■ Task statement
Give again, word for word, the lines below that run from the line with "In this exercise you will mark the suit" through the line with "In this exercise you will mark the man's hand". Drop the pictures.

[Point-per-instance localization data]

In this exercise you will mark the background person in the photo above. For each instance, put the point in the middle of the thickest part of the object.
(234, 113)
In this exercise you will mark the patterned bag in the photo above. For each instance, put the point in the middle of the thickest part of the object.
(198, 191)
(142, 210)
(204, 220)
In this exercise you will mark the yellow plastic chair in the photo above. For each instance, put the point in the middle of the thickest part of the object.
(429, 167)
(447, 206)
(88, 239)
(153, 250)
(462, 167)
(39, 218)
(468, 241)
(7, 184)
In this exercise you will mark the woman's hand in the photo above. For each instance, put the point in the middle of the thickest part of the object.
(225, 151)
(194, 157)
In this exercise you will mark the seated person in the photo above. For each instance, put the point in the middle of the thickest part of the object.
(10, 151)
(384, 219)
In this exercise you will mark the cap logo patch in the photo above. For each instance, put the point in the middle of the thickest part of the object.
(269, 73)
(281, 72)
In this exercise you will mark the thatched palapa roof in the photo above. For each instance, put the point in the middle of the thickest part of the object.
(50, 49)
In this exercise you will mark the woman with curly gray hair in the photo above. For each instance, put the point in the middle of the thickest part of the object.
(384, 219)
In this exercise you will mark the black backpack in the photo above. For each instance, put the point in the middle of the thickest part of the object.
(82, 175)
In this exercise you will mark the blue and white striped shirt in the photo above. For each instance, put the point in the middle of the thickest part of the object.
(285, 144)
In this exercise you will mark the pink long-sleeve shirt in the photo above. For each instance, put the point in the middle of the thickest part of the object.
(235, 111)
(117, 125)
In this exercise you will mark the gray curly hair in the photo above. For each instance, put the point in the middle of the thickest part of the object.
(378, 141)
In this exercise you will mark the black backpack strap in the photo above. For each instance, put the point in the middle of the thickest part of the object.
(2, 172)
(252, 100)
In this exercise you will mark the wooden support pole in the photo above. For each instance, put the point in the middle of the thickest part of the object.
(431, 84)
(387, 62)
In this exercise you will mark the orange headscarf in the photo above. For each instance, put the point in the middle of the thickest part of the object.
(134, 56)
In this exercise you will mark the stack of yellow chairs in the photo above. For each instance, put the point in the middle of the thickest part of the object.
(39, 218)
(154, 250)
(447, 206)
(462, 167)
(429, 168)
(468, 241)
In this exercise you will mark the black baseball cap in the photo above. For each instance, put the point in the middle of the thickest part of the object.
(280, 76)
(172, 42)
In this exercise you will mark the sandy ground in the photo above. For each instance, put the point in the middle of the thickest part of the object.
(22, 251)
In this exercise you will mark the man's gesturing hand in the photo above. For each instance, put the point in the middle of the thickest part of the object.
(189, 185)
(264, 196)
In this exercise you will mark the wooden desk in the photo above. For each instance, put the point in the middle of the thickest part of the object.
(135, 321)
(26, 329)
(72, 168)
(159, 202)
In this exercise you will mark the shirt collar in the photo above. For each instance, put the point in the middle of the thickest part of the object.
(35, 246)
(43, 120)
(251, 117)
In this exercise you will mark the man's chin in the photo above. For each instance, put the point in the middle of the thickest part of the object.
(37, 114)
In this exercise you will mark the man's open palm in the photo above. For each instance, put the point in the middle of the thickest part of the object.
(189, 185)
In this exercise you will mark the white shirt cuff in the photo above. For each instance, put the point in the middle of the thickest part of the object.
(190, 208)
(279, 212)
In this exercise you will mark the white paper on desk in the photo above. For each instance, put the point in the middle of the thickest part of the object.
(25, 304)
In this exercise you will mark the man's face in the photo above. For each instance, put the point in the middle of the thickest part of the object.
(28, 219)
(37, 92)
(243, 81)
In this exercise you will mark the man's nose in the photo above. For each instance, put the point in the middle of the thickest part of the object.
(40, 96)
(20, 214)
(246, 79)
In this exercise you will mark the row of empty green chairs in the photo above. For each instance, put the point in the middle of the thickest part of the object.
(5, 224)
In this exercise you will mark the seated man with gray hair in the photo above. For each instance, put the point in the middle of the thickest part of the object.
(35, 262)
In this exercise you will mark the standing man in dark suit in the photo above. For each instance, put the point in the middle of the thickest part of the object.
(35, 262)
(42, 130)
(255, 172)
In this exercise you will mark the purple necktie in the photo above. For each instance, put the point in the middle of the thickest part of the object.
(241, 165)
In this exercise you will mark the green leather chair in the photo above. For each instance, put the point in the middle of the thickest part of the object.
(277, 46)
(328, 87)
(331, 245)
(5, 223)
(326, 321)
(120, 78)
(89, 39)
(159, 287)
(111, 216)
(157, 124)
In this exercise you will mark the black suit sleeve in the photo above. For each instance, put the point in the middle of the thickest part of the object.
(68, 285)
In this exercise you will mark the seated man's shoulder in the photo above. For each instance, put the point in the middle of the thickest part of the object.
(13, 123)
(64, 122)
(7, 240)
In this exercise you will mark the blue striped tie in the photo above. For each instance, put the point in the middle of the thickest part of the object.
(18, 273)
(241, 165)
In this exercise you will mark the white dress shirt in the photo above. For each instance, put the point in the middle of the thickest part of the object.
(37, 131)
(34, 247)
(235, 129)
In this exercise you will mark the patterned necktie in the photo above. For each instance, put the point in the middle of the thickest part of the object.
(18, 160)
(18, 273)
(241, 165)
==
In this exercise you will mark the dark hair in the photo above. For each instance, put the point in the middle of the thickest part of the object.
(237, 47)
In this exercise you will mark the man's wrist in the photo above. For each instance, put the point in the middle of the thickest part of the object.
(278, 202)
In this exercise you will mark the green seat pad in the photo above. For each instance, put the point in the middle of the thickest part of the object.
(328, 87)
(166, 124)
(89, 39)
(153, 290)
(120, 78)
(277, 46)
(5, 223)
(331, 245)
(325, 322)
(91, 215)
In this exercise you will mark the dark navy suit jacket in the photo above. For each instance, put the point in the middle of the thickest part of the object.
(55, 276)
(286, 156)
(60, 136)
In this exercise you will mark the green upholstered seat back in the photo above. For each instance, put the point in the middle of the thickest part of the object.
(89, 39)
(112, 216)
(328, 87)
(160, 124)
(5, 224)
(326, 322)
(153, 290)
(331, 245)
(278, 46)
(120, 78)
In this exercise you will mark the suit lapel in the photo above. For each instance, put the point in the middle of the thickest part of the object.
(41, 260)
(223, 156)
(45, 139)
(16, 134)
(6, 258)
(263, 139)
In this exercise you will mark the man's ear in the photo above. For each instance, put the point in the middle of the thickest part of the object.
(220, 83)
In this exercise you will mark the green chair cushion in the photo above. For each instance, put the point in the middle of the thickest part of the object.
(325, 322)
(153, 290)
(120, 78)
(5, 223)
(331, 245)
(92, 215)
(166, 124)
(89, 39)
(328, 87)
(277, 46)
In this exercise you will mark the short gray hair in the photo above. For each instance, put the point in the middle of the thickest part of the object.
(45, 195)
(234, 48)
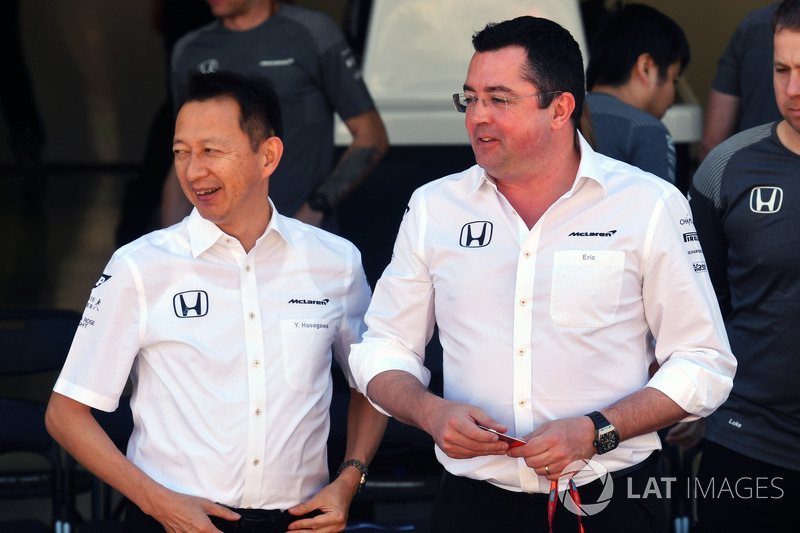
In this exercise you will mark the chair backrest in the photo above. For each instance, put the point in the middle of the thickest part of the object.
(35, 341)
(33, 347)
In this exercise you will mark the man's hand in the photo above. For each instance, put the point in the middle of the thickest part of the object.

■ Finished task
In this exercise you will mark the suit lapel in the photo above. For each instance, put the point in the middle of the thickest part of the object.
(41, 260)
(223, 156)
(45, 139)
(16, 134)
(6, 258)
(263, 139)
In this exercise you will mark the man's ear in the photo above. For each instance, put the point in the middle of the thickest part of the object.
(220, 83)
In this exercise you will mark the green chair cushion in the photo above. For each instance, put the point in the middle of the thickest part of the object.
(325, 322)
(153, 290)
(120, 78)
(5, 223)
(331, 245)
(92, 215)
(166, 124)
(89, 39)
(328, 87)
(277, 46)
In this exercise you will mark the short gray hair in the photo above. For each instance, put the point in the middle of the thickest part of the object.
(45, 195)
(234, 48)
In this exercise you will mark the chair backrest in the photo above. For each instance, put the point in the middle of the thickest part of the object.
(35, 341)
(33, 347)
In this exercise you will mark the man's hand in the photo above. For each instance, put the point in the middle of the thickest part of the object.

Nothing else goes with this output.